[Pointing dataset records]
☆ ☆ ☆ ☆ ☆ ☆ ☆
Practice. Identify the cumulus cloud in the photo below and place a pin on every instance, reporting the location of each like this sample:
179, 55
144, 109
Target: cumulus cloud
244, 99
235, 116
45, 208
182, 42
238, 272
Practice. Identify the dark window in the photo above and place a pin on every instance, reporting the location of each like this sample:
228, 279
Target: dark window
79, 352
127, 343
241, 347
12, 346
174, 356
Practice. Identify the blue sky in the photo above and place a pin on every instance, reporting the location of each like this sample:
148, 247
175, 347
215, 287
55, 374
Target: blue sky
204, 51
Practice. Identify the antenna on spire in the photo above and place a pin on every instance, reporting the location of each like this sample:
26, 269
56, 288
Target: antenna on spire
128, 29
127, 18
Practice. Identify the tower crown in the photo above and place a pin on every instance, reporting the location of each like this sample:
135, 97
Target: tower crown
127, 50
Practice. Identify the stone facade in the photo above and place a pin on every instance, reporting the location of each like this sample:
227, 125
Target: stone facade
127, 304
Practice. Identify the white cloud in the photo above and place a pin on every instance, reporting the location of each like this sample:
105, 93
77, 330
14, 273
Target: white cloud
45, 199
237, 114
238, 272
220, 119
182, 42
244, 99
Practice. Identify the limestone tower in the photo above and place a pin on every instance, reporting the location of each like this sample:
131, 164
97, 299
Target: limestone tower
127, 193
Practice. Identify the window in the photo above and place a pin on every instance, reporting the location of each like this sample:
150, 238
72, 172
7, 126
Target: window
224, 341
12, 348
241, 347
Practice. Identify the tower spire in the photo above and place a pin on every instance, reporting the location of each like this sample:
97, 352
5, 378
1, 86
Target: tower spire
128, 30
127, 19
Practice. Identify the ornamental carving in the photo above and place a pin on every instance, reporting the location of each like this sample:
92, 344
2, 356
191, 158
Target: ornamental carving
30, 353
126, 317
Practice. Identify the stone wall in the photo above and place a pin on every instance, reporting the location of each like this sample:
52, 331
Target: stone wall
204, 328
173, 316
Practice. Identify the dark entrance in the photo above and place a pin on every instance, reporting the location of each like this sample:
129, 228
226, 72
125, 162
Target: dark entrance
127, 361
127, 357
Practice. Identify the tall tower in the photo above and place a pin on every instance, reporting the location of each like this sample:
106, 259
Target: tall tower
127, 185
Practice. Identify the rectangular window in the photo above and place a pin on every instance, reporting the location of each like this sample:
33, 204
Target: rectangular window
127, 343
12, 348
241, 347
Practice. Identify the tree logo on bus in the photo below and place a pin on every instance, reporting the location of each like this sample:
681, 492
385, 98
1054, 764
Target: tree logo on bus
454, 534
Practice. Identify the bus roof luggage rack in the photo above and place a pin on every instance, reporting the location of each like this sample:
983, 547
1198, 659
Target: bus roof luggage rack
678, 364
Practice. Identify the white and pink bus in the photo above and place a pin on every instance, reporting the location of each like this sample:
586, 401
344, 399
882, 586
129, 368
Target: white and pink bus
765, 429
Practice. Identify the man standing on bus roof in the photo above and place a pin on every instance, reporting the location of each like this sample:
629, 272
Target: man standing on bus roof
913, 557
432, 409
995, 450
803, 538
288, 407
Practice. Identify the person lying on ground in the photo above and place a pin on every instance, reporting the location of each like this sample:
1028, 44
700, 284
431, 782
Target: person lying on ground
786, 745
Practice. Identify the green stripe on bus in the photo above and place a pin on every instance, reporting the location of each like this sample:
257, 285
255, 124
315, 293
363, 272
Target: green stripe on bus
☆ ☆ ☆ ☆ ☆ ☆ ☆
## Set problem
Switch "stripe" to "band" in the stretch from the line containing "Practice. Identify the green" through the end of the lines, and give back only that stretch with nothing else altered.

## Final answer
Practice. Identify the green band on bus in the photo above and place a pin on every instance, reporting the location of each like this sample:
257, 285
255, 124
315, 293
363, 272
Target: green band on bus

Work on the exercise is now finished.